_Quoted text_:
Sometimes we have to be hypocritical in order to ferret out hypocrisy. What do I mean? Yeshua told his disciples to love and greet people whom we naturally would not have any desire to do so. We not “feel” like greeting a person who has been a thorn in our flesh or has hurt us deeply. Most of the time we simply want to avoid them at all costs. But Yeshua tells us that when we have an encounter with them we should show them kindness and greet them warmly. It seems Shammai believed in this same principle. As Telushkin observes, “Shammai knew he had an irascible nature and, to his credit, formulated this teaching to remind himself to behave amicably.”  Rebbetzin Esther Jungreis relates a story where she teaches this principle. 

A couple had come to Rebbetzin Jungreis to ask for help because they were at the end of their rope. They were in the process of losing everything and didn’t know where to turn or what to do. Someone suggested going and talking to the Rebbetzin and they had reluctantly agreed. While talking to her the wife brought up the fact that her husband was always “moody” and never had a smile on his face. The Rebbetzin suggested that one of the things he needed to do as part of his tikkun was to start putting a smile on his face. He immediately baulked, saying that he had no reason to put a smile on his face when his life was falling apart. She responded by telling him that it was his job to wear a smile as his “mask.” Even though he didn’t feel like it, he was responsible to wear it, nonetheless.

_Data shown_:

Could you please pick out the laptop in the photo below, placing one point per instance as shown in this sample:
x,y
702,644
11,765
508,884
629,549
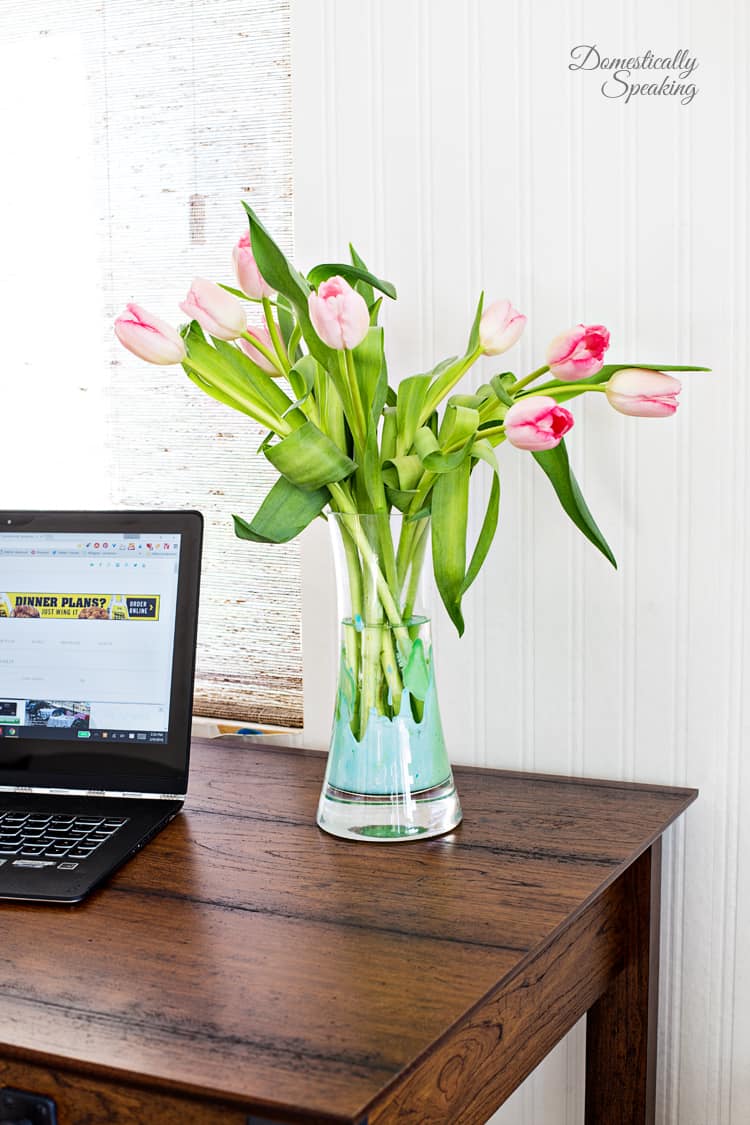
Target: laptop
x,y
98,620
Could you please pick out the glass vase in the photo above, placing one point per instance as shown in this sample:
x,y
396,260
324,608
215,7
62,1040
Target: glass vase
x,y
388,776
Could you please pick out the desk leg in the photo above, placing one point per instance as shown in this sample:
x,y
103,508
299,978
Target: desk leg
x,y
621,1027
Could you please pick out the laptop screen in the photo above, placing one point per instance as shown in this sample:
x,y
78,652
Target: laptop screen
x,y
87,636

_What you should do_:
Name every person the passage above on showing kindness to those who hurt us mentions by name.

_Finished exercise_:
Yeshua
Shammai
Telushkin
Rebbetzin Esther Jungreis